━━━ Exercise inputs ━━━

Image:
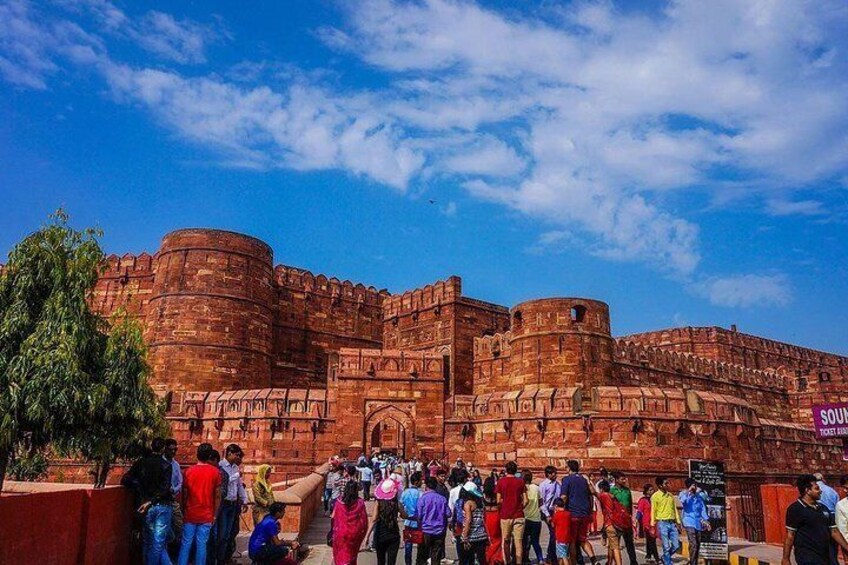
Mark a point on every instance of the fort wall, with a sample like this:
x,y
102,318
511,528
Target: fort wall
x,y
314,315
209,320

━━━

■ Direction ■
Rewrite the entries above with "fort wall" changed to "castle wall" wherever it occurs, keeping everything else the same. Leave the pictures out.

■ Output for this task ■
Image:
Mark a point on every instance of the castle wall, with a sample like this:
x,y
102,318
511,528
Target: castle wall
x,y
314,315
209,320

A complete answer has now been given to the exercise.